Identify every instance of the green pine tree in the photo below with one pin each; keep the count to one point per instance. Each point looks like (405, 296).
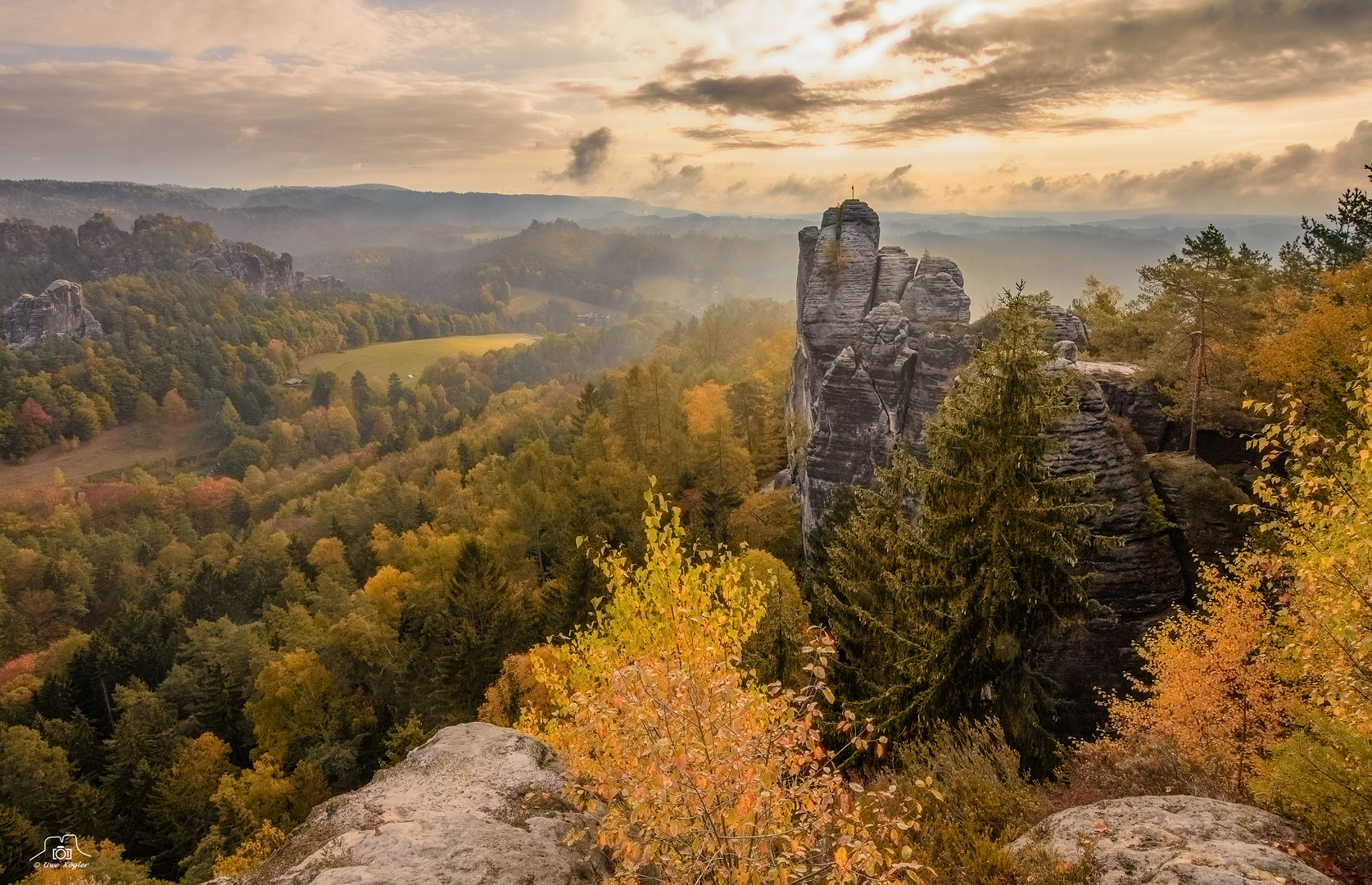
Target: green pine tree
(229, 425)
(944, 618)
(16, 637)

Prompt. Leave out every picture and transcribe the remaining entries exactly.

Written response.
Identify every instance of the green pine tree in the photo below with one pin each; keep the count to one point per instance. Each point looks like (405, 296).
Target: green pine tree
(229, 425)
(944, 618)
(16, 637)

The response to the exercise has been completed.